SHORT EXERCISE> Show every line of the material below that contains the string "insect", matching case exactly.

DATA PROVIDED>
━━━━━━━━
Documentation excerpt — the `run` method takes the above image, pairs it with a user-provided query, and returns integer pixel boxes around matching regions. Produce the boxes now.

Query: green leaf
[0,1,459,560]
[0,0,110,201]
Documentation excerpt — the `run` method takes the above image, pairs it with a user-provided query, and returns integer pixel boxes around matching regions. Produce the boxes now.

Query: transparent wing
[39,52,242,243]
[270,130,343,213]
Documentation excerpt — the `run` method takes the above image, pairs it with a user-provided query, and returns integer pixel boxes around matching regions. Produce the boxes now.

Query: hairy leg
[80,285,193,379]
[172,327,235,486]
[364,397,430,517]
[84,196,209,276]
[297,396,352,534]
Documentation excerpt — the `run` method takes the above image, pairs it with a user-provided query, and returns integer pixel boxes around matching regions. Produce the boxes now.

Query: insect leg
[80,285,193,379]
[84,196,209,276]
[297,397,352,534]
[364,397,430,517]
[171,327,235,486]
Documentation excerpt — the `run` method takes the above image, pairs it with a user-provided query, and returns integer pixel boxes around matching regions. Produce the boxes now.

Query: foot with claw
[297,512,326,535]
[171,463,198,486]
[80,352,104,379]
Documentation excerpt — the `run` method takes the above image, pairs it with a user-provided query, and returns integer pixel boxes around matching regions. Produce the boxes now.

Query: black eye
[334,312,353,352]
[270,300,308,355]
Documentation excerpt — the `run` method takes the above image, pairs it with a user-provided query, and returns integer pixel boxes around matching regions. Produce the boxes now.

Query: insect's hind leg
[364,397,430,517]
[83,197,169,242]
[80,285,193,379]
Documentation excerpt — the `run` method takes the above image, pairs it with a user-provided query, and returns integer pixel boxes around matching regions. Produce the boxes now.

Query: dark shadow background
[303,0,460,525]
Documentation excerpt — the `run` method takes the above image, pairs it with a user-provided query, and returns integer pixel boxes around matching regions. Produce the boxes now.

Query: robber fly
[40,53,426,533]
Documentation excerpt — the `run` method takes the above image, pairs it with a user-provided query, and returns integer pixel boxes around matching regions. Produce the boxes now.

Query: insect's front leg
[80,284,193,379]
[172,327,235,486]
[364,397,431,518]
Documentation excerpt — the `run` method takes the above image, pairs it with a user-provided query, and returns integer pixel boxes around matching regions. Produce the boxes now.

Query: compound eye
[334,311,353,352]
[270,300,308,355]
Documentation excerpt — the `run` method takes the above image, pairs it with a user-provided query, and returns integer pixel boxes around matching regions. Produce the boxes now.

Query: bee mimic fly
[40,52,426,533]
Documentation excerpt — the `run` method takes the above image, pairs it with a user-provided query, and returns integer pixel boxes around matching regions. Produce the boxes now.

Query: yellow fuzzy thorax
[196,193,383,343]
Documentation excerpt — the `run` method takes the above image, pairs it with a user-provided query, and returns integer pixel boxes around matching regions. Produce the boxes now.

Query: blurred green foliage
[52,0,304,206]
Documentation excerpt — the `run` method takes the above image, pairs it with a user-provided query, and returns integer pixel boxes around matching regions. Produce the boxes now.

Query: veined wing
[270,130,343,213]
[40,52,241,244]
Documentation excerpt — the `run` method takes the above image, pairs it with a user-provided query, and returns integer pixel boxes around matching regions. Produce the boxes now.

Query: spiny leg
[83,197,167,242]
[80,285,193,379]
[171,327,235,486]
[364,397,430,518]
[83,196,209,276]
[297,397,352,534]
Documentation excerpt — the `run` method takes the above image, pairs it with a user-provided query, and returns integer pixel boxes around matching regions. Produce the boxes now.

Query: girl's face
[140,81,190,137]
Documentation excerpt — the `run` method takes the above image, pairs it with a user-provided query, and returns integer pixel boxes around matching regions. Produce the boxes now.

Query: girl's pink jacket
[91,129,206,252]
━━━━━━━━
WRITTEN SOLUTION>
Query: insect leg
Query: insect's hind leg
Query: insect's front leg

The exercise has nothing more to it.